* Quellenauszug *
Wer hat das bezahlt?

Geldgeberin war damals, im Gegensatz zu heute, einzig und allein die Stadt Ludwigsburg. Es gab noch keine Bundesrepublik, es gab noch keine D-Mark als Währung. Diese Leute hatten einfach Weitsicht. Sagenhaft! Und dazu kommt die glückliche Fügung, dass auf französischer Seite mit dem jungen Alfred Grosser und seiner Mutter engagierte Leute waren, die mit germanophilen, aber nicht durch die Kollaboration diskreditierten Leuten ebenfalls den Wunsch nach Austausch hatten. Alfred Grosser ist dem dfi seit 1949 und bis heute verbunden. Wir reden die ganze Zeit von Europa, vom Zusammenwachsen. Ludwigsburg hat früh gezeigt, dass es die Gesellschaften sind, die so ein Zusammenwachsen tragen müssen und auch können.

Spielte Ludwigsburg im deutsch-französischen Annäherungsprozess damals also eine Vorreiterrolle?

Auf jeden Fall. Ludwigsburg war nicht ganz alleine, auch in Offenburg wurde ein Zentrum zur Förderung des Dialogs gegründet, aber Ludwigsburg wurde bald zum symbolischen Ort der Annäherung. Ab dem Zeitpunkt der Institutsgründung 1948 begann eine lange Geschichte von besonderen Momenten deutsch-französischer und oft auch europäisch ausgeweiteter Verständigung, die mit dem Namen der Stadt Ludwigsburg ganz eng zusammenhängen. Damit unmittelbar verknüpft ist auch die Gründung der ersten Städtepartnerschaft zwischen Montbéliard und Ludwigsburg. Fritz Schenk hatte früh verstanden, dass die Versöhnung auf nationaler politischer Ebene noch ein bisschen würde warten müssen. De Gaulle war 1947, 1948 noch nicht so weit, um einfach mal so einen Freundschaftsvertrag mit Deutschland zu schließen. Da ging Ludwigsburg voran, Jahre vor dem Élysée-Vertrag und vor der Rede an die deutsche Jugend hier im Schlosshof. Wegen dieser frühen Bemühungen ist Ludwigsburg zu Recht in Erinnerung geblieben. Und das Institut hatte auch viel Glück mit den Gründungsmitgliedern, den „Sieben Schwaben“ sozusagen, darunter Carlo Schmid, der erster Präsident des dfi wurde, oder Theodor Heuss. Solche Persönlichkeiten haben der Sache natürlich Aufschwung gegeben. Die Anbindung des Instituts an den Bund kam fast natürlich 1949, als Theodor Heuss erster Bundespräsident wurde und Carlo Schmid Aufgaben auf Bundesebene übernahm.

* Bereitgestellte Daten *
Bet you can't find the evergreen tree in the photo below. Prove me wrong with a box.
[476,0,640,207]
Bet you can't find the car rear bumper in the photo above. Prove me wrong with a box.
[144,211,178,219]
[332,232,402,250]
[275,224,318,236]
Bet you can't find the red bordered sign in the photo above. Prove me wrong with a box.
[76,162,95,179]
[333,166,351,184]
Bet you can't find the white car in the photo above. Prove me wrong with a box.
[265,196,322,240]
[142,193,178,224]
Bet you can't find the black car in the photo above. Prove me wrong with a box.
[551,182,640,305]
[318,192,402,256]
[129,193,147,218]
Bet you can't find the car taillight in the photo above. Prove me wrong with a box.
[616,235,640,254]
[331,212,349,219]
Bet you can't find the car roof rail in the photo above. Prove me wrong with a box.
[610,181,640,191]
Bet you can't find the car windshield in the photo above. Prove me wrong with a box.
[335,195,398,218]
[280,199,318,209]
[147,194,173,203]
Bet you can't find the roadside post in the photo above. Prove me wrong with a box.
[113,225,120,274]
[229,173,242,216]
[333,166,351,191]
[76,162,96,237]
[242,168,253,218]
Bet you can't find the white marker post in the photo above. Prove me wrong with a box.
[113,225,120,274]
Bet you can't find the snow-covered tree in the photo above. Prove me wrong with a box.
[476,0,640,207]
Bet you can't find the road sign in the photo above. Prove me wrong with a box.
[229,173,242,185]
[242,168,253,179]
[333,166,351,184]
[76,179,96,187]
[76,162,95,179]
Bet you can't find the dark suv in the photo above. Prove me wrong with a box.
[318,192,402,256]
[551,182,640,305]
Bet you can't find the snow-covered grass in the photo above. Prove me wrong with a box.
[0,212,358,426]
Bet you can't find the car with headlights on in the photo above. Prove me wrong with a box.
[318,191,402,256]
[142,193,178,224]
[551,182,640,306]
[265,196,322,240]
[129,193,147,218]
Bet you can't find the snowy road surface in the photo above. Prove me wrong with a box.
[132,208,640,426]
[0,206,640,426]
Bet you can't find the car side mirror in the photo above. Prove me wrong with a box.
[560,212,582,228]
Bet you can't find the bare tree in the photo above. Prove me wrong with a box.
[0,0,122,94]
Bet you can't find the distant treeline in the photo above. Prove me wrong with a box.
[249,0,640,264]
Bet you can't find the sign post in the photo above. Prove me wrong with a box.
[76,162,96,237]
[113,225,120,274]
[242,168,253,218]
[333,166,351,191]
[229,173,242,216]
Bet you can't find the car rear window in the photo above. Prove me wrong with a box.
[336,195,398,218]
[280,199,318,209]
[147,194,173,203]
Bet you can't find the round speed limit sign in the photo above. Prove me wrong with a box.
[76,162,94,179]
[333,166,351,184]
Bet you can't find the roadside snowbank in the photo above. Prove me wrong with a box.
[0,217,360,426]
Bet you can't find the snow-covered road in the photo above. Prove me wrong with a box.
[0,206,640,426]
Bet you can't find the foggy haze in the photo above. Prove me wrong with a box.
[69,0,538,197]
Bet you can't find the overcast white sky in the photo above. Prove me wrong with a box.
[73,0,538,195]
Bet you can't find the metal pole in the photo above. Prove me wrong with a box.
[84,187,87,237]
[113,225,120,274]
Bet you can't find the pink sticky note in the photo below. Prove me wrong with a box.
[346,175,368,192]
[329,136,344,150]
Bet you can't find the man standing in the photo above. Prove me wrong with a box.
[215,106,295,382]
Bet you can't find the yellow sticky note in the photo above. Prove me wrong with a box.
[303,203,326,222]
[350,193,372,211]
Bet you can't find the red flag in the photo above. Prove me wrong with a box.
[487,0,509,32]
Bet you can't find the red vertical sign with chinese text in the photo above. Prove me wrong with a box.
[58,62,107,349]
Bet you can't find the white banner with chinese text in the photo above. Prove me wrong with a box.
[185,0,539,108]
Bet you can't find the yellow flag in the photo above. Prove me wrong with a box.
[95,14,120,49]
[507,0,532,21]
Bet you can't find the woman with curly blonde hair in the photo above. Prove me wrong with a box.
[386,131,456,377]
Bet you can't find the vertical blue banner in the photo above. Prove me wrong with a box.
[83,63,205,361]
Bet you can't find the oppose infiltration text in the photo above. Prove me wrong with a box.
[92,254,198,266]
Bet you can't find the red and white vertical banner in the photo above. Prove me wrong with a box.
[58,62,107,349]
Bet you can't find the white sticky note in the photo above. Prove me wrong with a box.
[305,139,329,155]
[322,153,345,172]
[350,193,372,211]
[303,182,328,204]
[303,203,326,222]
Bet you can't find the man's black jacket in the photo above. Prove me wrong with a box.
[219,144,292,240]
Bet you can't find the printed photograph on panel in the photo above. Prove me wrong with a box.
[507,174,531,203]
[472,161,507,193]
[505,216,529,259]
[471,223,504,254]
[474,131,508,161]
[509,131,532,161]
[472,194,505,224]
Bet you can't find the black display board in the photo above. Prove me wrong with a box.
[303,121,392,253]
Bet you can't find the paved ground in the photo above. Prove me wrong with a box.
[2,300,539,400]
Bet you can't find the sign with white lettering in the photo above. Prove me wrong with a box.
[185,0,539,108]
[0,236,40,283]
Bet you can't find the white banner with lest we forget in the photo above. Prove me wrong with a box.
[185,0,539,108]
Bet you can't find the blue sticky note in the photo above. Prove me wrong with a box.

* Gestellte Aufgabe 1 *
Beantworte anhand des Quellenauszugs:
(a) Wer war damals die einzige Geldgeberin?
(b) In welchem Jahr wurde das Institut gegründet?
(c) Wer wurde erster Präsident des dfi?
* Gestellte Aufgabe 2 *
Verschiebe in den Datensätzen die Koordinaten der Boxen, indem du zu jeder Zahl 97 addierst. Gib nur die Zeilen von der Zeile mit „Bet you can't find the foggy“ bis einschließlich der Zeile mit „[329,136,344,150]“ wieder, die Anweisungen eingeschlossen.

* Schriftliche Antwort 1 *
(a) Die Stadt Ludwigsburg.
(b) 1948.
(c) Carlo Schmid.

* Schriftliche Antwort 2 *
Bet you can't find the foggy haze in the photo above. Prove me wrong with a box.
[166,97,635,294]
Bet you can't find the overcast white sky in the photo above. Prove me wrong with a box.
[170,97,635,292]
Bet you can't find the metal pole in the photo above. Prove me wrong with a box.
[181,284,184,334]
[210,322,217,371]
Bet you can't find the pink sticky note in the photo below. Prove me wrong with a box.
[443,272,465,289]
[426,233,441,247]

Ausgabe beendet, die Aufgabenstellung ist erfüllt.